── Material supplied ──
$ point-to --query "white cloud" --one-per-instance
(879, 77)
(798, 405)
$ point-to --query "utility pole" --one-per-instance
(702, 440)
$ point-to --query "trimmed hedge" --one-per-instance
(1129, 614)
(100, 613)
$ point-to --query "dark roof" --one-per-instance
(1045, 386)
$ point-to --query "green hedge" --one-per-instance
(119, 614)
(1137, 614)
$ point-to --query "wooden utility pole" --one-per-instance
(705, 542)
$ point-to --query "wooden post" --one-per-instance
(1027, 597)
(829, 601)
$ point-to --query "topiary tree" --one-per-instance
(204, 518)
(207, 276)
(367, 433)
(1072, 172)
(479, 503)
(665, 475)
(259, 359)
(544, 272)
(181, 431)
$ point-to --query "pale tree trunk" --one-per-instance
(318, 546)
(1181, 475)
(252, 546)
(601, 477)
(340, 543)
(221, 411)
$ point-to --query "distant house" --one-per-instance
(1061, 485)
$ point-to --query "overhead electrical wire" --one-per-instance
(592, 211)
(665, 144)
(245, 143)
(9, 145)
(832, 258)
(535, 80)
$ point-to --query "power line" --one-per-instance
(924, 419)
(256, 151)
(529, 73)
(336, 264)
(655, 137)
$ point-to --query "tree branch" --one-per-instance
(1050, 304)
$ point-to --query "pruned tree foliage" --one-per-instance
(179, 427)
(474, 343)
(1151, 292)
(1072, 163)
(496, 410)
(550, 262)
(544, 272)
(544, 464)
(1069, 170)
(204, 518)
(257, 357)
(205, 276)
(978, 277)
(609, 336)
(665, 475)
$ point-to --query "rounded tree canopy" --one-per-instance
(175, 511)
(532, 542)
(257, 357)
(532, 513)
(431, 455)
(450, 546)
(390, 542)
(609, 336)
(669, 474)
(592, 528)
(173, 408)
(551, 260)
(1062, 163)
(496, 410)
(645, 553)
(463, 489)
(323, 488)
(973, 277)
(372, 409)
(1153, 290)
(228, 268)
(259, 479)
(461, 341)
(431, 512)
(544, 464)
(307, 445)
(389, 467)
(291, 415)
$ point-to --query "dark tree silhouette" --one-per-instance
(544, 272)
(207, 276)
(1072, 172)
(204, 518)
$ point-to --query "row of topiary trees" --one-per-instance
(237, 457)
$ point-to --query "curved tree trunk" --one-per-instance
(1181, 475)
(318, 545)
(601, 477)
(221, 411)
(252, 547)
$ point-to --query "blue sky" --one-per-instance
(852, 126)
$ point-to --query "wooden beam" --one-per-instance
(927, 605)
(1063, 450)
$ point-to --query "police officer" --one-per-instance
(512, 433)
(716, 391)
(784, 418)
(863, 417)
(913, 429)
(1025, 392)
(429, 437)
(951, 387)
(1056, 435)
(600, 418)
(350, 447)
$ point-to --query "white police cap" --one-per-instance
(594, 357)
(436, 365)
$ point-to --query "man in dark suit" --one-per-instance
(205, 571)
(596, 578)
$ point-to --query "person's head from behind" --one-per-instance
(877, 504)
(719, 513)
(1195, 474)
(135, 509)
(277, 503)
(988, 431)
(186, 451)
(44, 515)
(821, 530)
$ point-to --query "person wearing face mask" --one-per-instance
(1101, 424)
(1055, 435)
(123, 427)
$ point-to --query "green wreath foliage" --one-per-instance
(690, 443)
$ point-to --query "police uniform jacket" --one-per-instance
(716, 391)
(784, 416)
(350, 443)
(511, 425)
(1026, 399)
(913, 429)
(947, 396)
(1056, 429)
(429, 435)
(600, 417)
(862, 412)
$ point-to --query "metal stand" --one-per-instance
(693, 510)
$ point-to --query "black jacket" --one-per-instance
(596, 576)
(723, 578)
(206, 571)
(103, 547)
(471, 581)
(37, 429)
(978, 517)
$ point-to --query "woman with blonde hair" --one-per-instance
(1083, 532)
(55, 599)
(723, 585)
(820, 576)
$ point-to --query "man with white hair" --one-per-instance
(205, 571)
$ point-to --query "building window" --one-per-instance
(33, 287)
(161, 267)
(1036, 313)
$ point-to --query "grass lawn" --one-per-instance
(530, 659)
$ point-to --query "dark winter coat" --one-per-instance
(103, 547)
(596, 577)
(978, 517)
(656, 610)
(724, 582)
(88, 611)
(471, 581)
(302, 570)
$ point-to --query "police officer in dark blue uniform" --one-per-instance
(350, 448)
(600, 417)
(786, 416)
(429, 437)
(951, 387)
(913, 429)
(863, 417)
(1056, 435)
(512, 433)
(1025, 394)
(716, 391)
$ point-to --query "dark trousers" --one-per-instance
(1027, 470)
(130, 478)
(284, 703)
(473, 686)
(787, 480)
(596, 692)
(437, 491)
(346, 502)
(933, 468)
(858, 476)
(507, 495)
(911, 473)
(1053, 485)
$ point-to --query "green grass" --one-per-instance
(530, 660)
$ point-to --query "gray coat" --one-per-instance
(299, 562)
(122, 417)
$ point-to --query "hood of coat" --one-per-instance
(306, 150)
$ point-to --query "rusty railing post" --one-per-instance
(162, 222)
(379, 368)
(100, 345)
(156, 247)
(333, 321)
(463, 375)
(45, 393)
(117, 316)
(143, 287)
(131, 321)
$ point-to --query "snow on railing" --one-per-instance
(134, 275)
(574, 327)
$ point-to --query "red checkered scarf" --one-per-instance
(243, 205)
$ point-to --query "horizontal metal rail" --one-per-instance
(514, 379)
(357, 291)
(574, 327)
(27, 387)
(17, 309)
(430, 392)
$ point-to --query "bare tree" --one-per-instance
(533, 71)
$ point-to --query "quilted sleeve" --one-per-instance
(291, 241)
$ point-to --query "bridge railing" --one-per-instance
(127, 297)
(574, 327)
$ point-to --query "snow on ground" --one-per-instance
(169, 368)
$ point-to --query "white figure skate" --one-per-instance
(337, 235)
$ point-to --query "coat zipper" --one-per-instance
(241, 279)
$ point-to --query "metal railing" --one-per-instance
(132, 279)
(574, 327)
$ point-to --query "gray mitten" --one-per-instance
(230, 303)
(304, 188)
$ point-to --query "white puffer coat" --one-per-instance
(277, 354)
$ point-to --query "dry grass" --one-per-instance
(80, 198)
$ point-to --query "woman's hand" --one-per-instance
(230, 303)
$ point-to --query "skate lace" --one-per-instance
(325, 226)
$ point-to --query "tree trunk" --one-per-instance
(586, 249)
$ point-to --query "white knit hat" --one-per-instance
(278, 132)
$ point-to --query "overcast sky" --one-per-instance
───
Exercise prompt:
Please print all of the data above again, line for line, with no changes.

Worked answer:
$ point-to --query "white cloud" --one-per-instance
(879, 77)
(798, 405)
$ point-to --query "utility pole" --one-per-instance
(702, 440)
$ point-to --query "trimmed hedge" --one-per-instance
(1129, 614)
(100, 613)
$ point-to --query "dark roof" --one-per-instance
(1045, 386)
$ point-to --query "green hedge" --one-per-instance
(119, 614)
(1137, 614)
$ point-to --query "wooden utility pole" --one-per-instance
(705, 542)
$ point-to --query "wooden post" --one-per-instance
(1027, 597)
(829, 601)
$ point-to --query "topiary tree" --one-per-instance
(204, 518)
(207, 276)
(367, 433)
(1072, 172)
(479, 503)
(665, 475)
(259, 359)
(544, 272)
(181, 431)
$ point-to --query "pale tree trunk" --one-per-instance
(318, 546)
(1181, 475)
(252, 546)
(601, 477)
(340, 543)
(221, 411)
$ point-to --query "distant house" --one-per-instance
(1061, 485)
$ point-to --query "overhead electrical wire" --one-per-instance
(592, 211)
(665, 144)
(245, 143)
(9, 145)
(832, 258)
(535, 80)
$ point-to --query "power line" --one-per-instance
(924, 419)
(256, 151)
(529, 73)
(336, 264)
(655, 137)
$ point-to --query "tree branch" --one-per-instance
(1050, 304)
$ point-to --query "pruned tree foliage" --one-per-instance
(179, 427)
(474, 343)
(1151, 292)
(1072, 163)
(496, 410)
(550, 262)
(544, 272)
(544, 464)
(1069, 170)
(204, 518)
(257, 357)
(205, 276)
(978, 277)
(609, 336)
(665, 475)
$ point-to --query "rounded tree canopy" --one-per-instance
(175, 511)
(532, 542)
(257, 357)
(532, 513)
(431, 455)
(450, 546)
(390, 542)
(609, 336)
(669, 474)
(592, 528)
(173, 408)
(551, 260)
(1062, 163)
(496, 410)
(645, 553)
(463, 489)
(323, 488)
(973, 277)
(372, 409)
(1153, 290)
(228, 268)
(259, 479)
(461, 341)
(431, 512)
(544, 464)
(307, 445)
(389, 467)
(291, 415)
$ point-to --query "dark tree silhouette" --one-per-instance
(544, 272)
(207, 276)
(1072, 172)
(204, 518)
$ point-to --query "row of topiary trees" --one-per-instance
(237, 457)
$ point-to --query "curved tree trunk" --one-per-instance
(1181, 475)
(318, 545)
(601, 477)
(221, 411)
(252, 547)
$ point-to --query "blue sky" --one-per-instance
(852, 126)
$ point-to --query "wooden beam" --one-per-instance
(927, 605)
(1063, 450)
$ point-to --query "police officer" --one-per-instance
(512, 433)
(716, 391)
(784, 418)
(863, 417)
(913, 429)
(1025, 392)
(429, 437)
(951, 387)
(1056, 435)
(600, 418)
(350, 447)
$ point-to --query "white police cap" --one-per-instance
(594, 357)
(436, 365)
$ point-to --query "man in dark suit" --one-per-instance
(205, 571)
(596, 578)
$ point-to --query "person's head from behind" --one-per-instance
(877, 504)
(719, 513)
(1195, 474)
(135, 509)
(277, 503)
(988, 431)
(186, 451)
(44, 515)
(821, 530)
$ point-to --query "person wearing face mask" --one-per-instance
(1101, 424)
(1055, 435)
(123, 427)
$ point-to --query "green wreath foliage" --one-per-instance
(690, 443)
$ point-to --query "police uniform jacket" --one-per-instance
(716, 391)
(784, 416)
(350, 443)
(511, 425)
(1026, 399)
(913, 429)
(947, 396)
(1056, 429)
(429, 435)
(600, 417)
(862, 412)
$ point-to --query "metal stand" --one-per-instance
(693, 510)
$ point-to --query "black jacket" --one-per-instance
(596, 576)
(723, 578)
(206, 571)
(103, 547)
(471, 581)
(37, 429)
(978, 517)
$ point-to --query "woman with blonde hair" --one-per-instance
(1083, 532)
(55, 599)
(723, 585)
(820, 576)
$ point-to --query "man with white hair" --one-per-instance
(205, 571)
$ point-to --query "building window" --one-per-instance
(33, 287)
(161, 267)
(1036, 313)
$ point-to --query "grass lawn" --one-per-instance
(530, 659)
$ point-to --query "dark winter coat" --one-per-instance
(103, 547)
(596, 577)
(978, 517)
(656, 610)
(724, 582)
(88, 611)
(471, 581)
(302, 570)
$ point-to --query "police officer in dark blue uniform" --one-per-instance
(350, 448)
(600, 417)
(786, 416)
(429, 437)
(951, 387)
(913, 429)
(863, 417)
(1056, 435)
(512, 433)
(1025, 394)
(716, 391)
$ point-to --query "dark trousers" --one-per-instance
(1027, 470)
(130, 478)
(284, 703)
(473, 686)
(787, 480)
(596, 692)
(437, 491)
(346, 502)
(933, 468)
(858, 476)
(507, 495)
(911, 473)
(1053, 485)
$ point-to --query "green grass" --one-per-instance
(530, 660)
$ point-to --query "gray coat" --one-per-instance
(299, 562)
(122, 417)
$ point-to --query "hood of coat" --one-per-instance
(306, 150)
$ point-to --query "rusty railing post" --one-per-instance
(162, 222)
(379, 368)
(100, 345)
(156, 247)
(333, 321)
(463, 375)
(45, 393)
(117, 316)
(143, 287)
(131, 321)
$ point-to --query "snow on railing" --one-per-instance
(134, 275)
(574, 327)
$ point-to --query "red checkered scarf" --one-per-instance
(243, 205)
$ point-to --query "horizontal metal rail" --one-per-instance
(514, 379)
(357, 291)
(574, 327)
(27, 387)
(17, 309)
(430, 392)
$ point-to --query "bare tree" --one-per-instance
(533, 71)
$ point-to --query "quilted sleeve" --one-per-instance
(291, 241)
$ point-to --query "bridge railing" --one-per-instance
(127, 297)
(574, 327)
$ point-to --query "snow on ground" --one-per-instance
(169, 368)
$ point-to --query "white figure skate" --one-per-instance
(337, 235)
$ point-to --query "coat zipper" --one-per-instance
(241, 279)
$ point-to --query "metal railing" --one-per-instance
(132, 279)
(574, 327)
$ point-to --query "gray mitten" --one-per-instance
(230, 303)
(304, 188)
$ point-to --query "white puffer coat" --one-per-instance
(277, 354)
$ point-to --query "dry grass" --one-per-instance
(80, 198)
$ point-to --query "woman's hand" --one-per-instance
(230, 303)
$ point-to --query "skate lace" --one-per-instance
(325, 226)
$ point-to --query "tree trunk" --one-per-instance
(586, 249)
$ point-to --query "white knit hat" --one-per-instance
(278, 132)
$ point-to --query "overcast sky" --one-per-instance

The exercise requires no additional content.